MATERIAL PROVIDED
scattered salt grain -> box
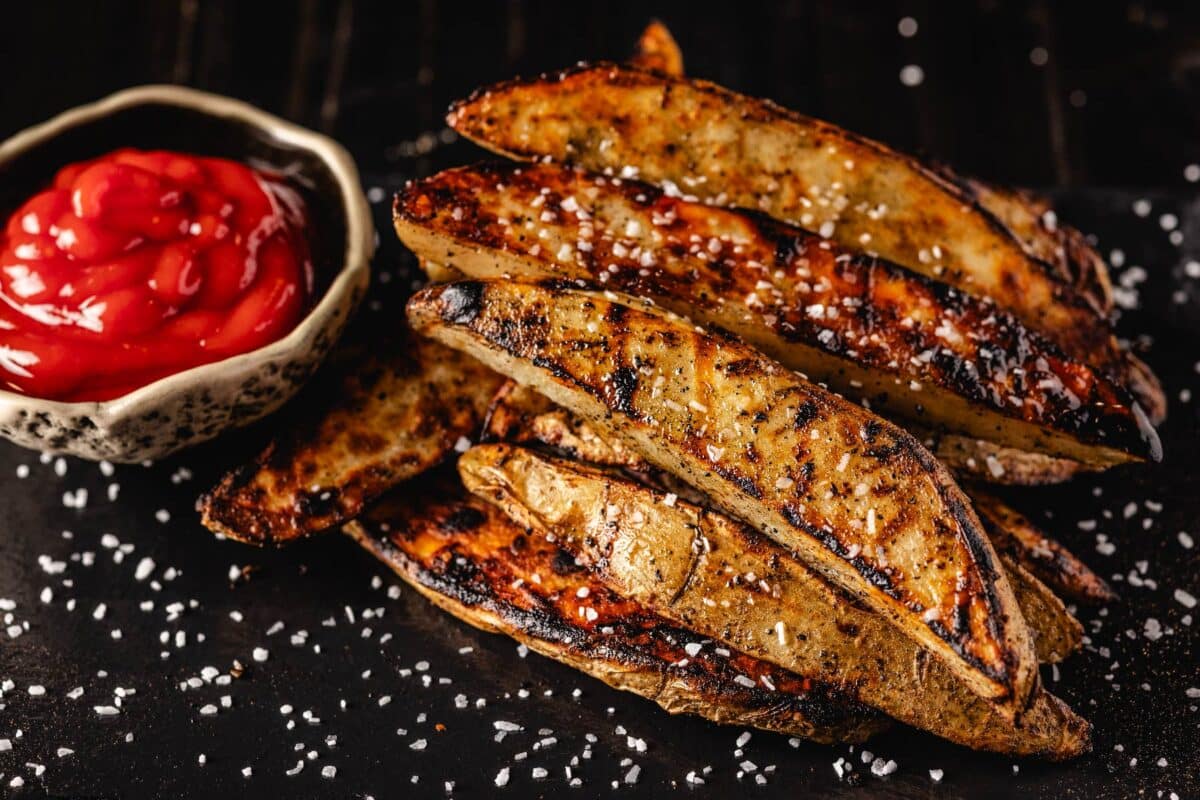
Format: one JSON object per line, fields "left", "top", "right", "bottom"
{"left": 899, "top": 65, "right": 924, "bottom": 87}
{"left": 134, "top": 557, "right": 155, "bottom": 581}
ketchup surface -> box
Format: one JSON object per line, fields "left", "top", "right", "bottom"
{"left": 0, "top": 149, "right": 315, "bottom": 401}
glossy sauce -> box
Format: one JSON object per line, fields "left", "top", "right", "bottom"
{"left": 0, "top": 149, "right": 314, "bottom": 401}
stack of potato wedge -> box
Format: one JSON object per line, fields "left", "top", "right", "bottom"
{"left": 198, "top": 24, "right": 1162, "bottom": 759}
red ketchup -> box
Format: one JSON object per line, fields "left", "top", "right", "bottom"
{"left": 0, "top": 149, "right": 314, "bottom": 401}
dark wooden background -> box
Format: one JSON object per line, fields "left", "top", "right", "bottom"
{"left": 5, "top": 0, "right": 1200, "bottom": 189}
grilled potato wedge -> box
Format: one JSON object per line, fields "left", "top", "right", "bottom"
{"left": 459, "top": 444, "right": 1089, "bottom": 757}
{"left": 199, "top": 335, "right": 503, "bottom": 545}
{"left": 483, "top": 379, "right": 652, "bottom": 471}
{"left": 969, "top": 490, "right": 1116, "bottom": 604}
{"left": 628, "top": 21, "right": 1171, "bottom": 424}
{"left": 629, "top": 21, "right": 1113, "bottom": 323}
{"left": 946, "top": 175, "right": 1112, "bottom": 313}
{"left": 922, "top": 432, "right": 1089, "bottom": 486}
{"left": 395, "top": 163, "right": 1158, "bottom": 467}
{"left": 481, "top": 379, "right": 558, "bottom": 442}
{"left": 629, "top": 20, "right": 684, "bottom": 76}
{"left": 345, "top": 479, "right": 889, "bottom": 743}
{"left": 449, "top": 65, "right": 1124, "bottom": 362}
{"left": 1000, "top": 559, "right": 1082, "bottom": 663}
{"left": 407, "top": 279, "right": 1038, "bottom": 710}
{"left": 478, "top": 390, "right": 1080, "bottom": 661}
{"left": 483, "top": 378, "right": 1090, "bottom": 487}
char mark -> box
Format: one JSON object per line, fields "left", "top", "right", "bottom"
{"left": 439, "top": 282, "right": 485, "bottom": 325}
{"left": 792, "top": 401, "right": 819, "bottom": 430}
{"left": 714, "top": 464, "right": 763, "bottom": 499}
{"left": 294, "top": 487, "right": 343, "bottom": 518}
{"left": 443, "top": 505, "right": 488, "bottom": 533}
{"left": 609, "top": 366, "right": 640, "bottom": 415}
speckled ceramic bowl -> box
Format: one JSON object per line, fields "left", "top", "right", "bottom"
{"left": 0, "top": 86, "right": 373, "bottom": 462}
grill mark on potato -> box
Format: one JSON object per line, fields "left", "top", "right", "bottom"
{"left": 608, "top": 365, "right": 640, "bottom": 415}
{"left": 792, "top": 401, "right": 819, "bottom": 431}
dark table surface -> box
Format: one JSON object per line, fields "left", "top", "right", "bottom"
{"left": 1, "top": 3, "right": 1199, "bottom": 798}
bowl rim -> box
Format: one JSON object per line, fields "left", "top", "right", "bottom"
{"left": 0, "top": 84, "right": 374, "bottom": 419}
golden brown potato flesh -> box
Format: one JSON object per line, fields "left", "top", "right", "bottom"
{"left": 478, "top": 391, "right": 1080, "bottom": 663}
{"left": 449, "top": 65, "right": 1128, "bottom": 365}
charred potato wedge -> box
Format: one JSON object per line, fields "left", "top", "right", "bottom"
{"left": 459, "top": 444, "right": 1089, "bottom": 757}
{"left": 395, "top": 163, "right": 1158, "bottom": 467}
{"left": 199, "top": 335, "right": 503, "bottom": 545}
{"left": 999, "top": 558, "right": 1082, "bottom": 663}
{"left": 629, "top": 20, "right": 684, "bottom": 76}
{"left": 969, "top": 490, "right": 1116, "bottom": 604}
{"left": 345, "top": 480, "right": 888, "bottom": 743}
{"left": 634, "top": 21, "right": 1144, "bottom": 419}
{"left": 481, "top": 380, "right": 557, "bottom": 442}
{"left": 947, "top": 174, "right": 1112, "bottom": 313}
{"left": 483, "top": 380, "right": 650, "bottom": 470}
{"left": 447, "top": 64, "right": 1143, "bottom": 377}
{"left": 922, "top": 432, "right": 1090, "bottom": 486}
{"left": 631, "top": 22, "right": 1113, "bottom": 322}
{"left": 407, "top": 279, "right": 1039, "bottom": 710}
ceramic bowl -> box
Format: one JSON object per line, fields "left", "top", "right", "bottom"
{"left": 0, "top": 85, "right": 374, "bottom": 462}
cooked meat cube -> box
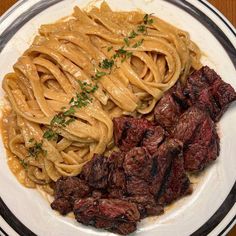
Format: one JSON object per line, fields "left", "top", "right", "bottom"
{"left": 51, "top": 176, "right": 91, "bottom": 215}
{"left": 108, "top": 152, "right": 126, "bottom": 197}
{"left": 124, "top": 147, "right": 152, "bottom": 180}
{"left": 95, "top": 219, "right": 137, "bottom": 235}
{"left": 126, "top": 195, "right": 164, "bottom": 218}
{"left": 123, "top": 147, "right": 153, "bottom": 196}
{"left": 92, "top": 190, "right": 108, "bottom": 199}
{"left": 184, "top": 66, "right": 236, "bottom": 121}
{"left": 195, "top": 88, "right": 221, "bottom": 120}
{"left": 183, "top": 115, "right": 220, "bottom": 171}
{"left": 113, "top": 117, "right": 153, "bottom": 151}
{"left": 53, "top": 176, "right": 91, "bottom": 200}
{"left": 211, "top": 78, "right": 236, "bottom": 120}
{"left": 172, "top": 106, "right": 220, "bottom": 171}
{"left": 184, "top": 66, "right": 215, "bottom": 102}
{"left": 51, "top": 197, "right": 72, "bottom": 215}
{"left": 171, "top": 106, "right": 206, "bottom": 144}
{"left": 157, "top": 151, "right": 192, "bottom": 205}
{"left": 154, "top": 82, "right": 187, "bottom": 131}
{"left": 171, "top": 82, "right": 189, "bottom": 109}
{"left": 81, "top": 154, "right": 109, "bottom": 189}
{"left": 108, "top": 151, "right": 125, "bottom": 169}
{"left": 154, "top": 92, "right": 182, "bottom": 131}
{"left": 149, "top": 139, "right": 183, "bottom": 197}
{"left": 126, "top": 176, "right": 150, "bottom": 195}
{"left": 74, "top": 198, "right": 140, "bottom": 235}
{"left": 112, "top": 222, "right": 137, "bottom": 235}
{"left": 141, "top": 126, "right": 165, "bottom": 155}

YOUR GOAL
You need to copy every entry exactly, taking out only the pictures.

THE ANSWER
scattered salt grain -> box
Format: one JSON object per line, fields "left", "top", "right", "bottom"
{"left": 899, "top": 65, "right": 924, "bottom": 87}
{"left": 134, "top": 557, "right": 155, "bottom": 581}
ketchup surface -> box
Format: one JSON object per line, fields "left", "top", "right", "bottom"
{"left": 0, "top": 149, "right": 315, "bottom": 401}
glossy sauce -> box
Format: one JSON object per line, fields "left", "top", "right", "bottom"
{"left": 0, "top": 149, "right": 314, "bottom": 401}
stack of potato wedge -> box
Format: one JSON object per line, fields "left", "top", "right", "bottom"
{"left": 198, "top": 24, "right": 1162, "bottom": 759}
red ketchup -> box
Format: one JSON object per line, fields "left", "top", "right", "bottom"
{"left": 0, "top": 149, "right": 314, "bottom": 401}
dark wooden background -> box
Format: one JSON object per line, fields "left", "top", "right", "bottom"
{"left": 5, "top": 0, "right": 1200, "bottom": 189}
grilled potato wedge -> box
Format: one JSON object per line, fields "left", "top", "right", "bottom"
{"left": 459, "top": 444, "right": 1089, "bottom": 757}
{"left": 199, "top": 335, "right": 503, "bottom": 545}
{"left": 483, "top": 379, "right": 652, "bottom": 471}
{"left": 969, "top": 490, "right": 1116, "bottom": 604}
{"left": 628, "top": 21, "right": 1171, "bottom": 424}
{"left": 629, "top": 21, "right": 1113, "bottom": 323}
{"left": 946, "top": 175, "right": 1112, "bottom": 313}
{"left": 922, "top": 432, "right": 1089, "bottom": 486}
{"left": 395, "top": 163, "right": 1158, "bottom": 467}
{"left": 481, "top": 379, "right": 558, "bottom": 442}
{"left": 629, "top": 20, "right": 684, "bottom": 76}
{"left": 345, "top": 479, "right": 889, "bottom": 743}
{"left": 449, "top": 65, "right": 1124, "bottom": 362}
{"left": 1000, "top": 559, "right": 1082, "bottom": 663}
{"left": 407, "top": 279, "right": 1038, "bottom": 710}
{"left": 478, "top": 390, "right": 1080, "bottom": 661}
{"left": 483, "top": 378, "right": 1090, "bottom": 487}
char mark -> box
Format: one JSON object per line, fields "left", "top", "right", "bottom"
{"left": 439, "top": 282, "right": 485, "bottom": 325}
{"left": 792, "top": 401, "right": 819, "bottom": 430}
{"left": 714, "top": 464, "right": 763, "bottom": 499}
{"left": 294, "top": 487, "right": 343, "bottom": 518}
{"left": 443, "top": 505, "right": 488, "bottom": 533}
{"left": 609, "top": 366, "right": 640, "bottom": 415}
speckled ceramic bowl -> box
Format: one JSON object per line, fields "left", "top", "right", "bottom"
{"left": 0, "top": 86, "right": 373, "bottom": 462}
grill mark on potato -> box
Format: one JSON object per line, fields "left", "top", "right", "bottom"
{"left": 608, "top": 365, "right": 640, "bottom": 415}
{"left": 792, "top": 401, "right": 819, "bottom": 431}
dark table surface -> box
Format: one JSON object per line, fields "left", "top", "right", "bottom"
{"left": 1, "top": 3, "right": 1199, "bottom": 798}
bowl rim -> box
Format: one JSON object per line, fields "left", "top", "right", "bottom"
{"left": 0, "top": 84, "right": 374, "bottom": 419}
golden brown potato flesh -> box
Format: one JSON object per line, fields "left", "top", "right", "bottom"
{"left": 478, "top": 391, "right": 1080, "bottom": 663}
{"left": 449, "top": 65, "right": 1128, "bottom": 365}
charred potato wedge -> box
Format: one JSON object per line, fields "left", "top", "right", "bottom"
{"left": 459, "top": 444, "right": 1089, "bottom": 757}
{"left": 395, "top": 163, "right": 1158, "bottom": 467}
{"left": 199, "top": 335, "right": 503, "bottom": 545}
{"left": 999, "top": 558, "right": 1082, "bottom": 663}
{"left": 629, "top": 20, "right": 684, "bottom": 76}
{"left": 969, "top": 490, "right": 1116, "bottom": 604}
{"left": 345, "top": 480, "right": 888, "bottom": 743}
{"left": 634, "top": 21, "right": 1144, "bottom": 419}
{"left": 481, "top": 380, "right": 557, "bottom": 442}
{"left": 947, "top": 174, "right": 1112, "bottom": 313}
{"left": 483, "top": 380, "right": 650, "bottom": 470}
{"left": 447, "top": 64, "right": 1143, "bottom": 377}
{"left": 922, "top": 432, "right": 1090, "bottom": 486}
{"left": 631, "top": 22, "right": 1113, "bottom": 322}
{"left": 407, "top": 279, "right": 1039, "bottom": 710}
ceramic bowl -> box
Format: one JSON object per line, fields "left", "top", "right", "bottom"
{"left": 0, "top": 85, "right": 374, "bottom": 462}
cooked meat cube -> box
Format: one JSON object per line, fields "left", "top", "right", "bottom"
{"left": 51, "top": 176, "right": 91, "bottom": 215}
{"left": 108, "top": 152, "right": 126, "bottom": 197}
{"left": 124, "top": 147, "right": 152, "bottom": 180}
{"left": 95, "top": 219, "right": 137, "bottom": 235}
{"left": 126, "top": 195, "right": 164, "bottom": 218}
{"left": 123, "top": 147, "right": 153, "bottom": 196}
{"left": 92, "top": 190, "right": 108, "bottom": 199}
{"left": 184, "top": 66, "right": 236, "bottom": 121}
{"left": 195, "top": 88, "right": 221, "bottom": 120}
{"left": 183, "top": 115, "right": 220, "bottom": 171}
{"left": 113, "top": 117, "right": 153, "bottom": 151}
{"left": 53, "top": 176, "right": 91, "bottom": 200}
{"left": 211, "top": 78, "right": 236, "bottom": 120}
{"left": 172, "top": 106, "right": 220, "bottom": 171}
{"left": 184, "top": 66, "right": 215, "bottom": 102}
{"left": 51, "top": 197, "right": 72, "bottom": 215}
{"left": 171, "top": 106, "right": 206, "bottom": 144}
{"left": 157, "top": 151, "right": 192, "bottom": 205}
{"left": 154, "top": 82, "right": 187, "bottom": 131}
{"left": 171, "top": 82, "right": 189, "bottom": 109}
{"left": 81, "top": 154, "right": 109, "bottom": 189}
{"left": 108, "top": 151, "right": 125, "bottom": 169}
{"left": 154, "top": 92, "right": 182, "bottom": 131}
{"left": 149, "top": 139, "right": 183, "bottom": 197}
{"left": 126, "top": 176, "right": 150, "bottom": 195}
{"left": 74, "top": 198, "right": 140, "bottom": 235}
{"left": 112, "top": 222, "right": 137, "bottom": 235}
{"left": 141, "top": 126, "right": 165, "bottom": 155}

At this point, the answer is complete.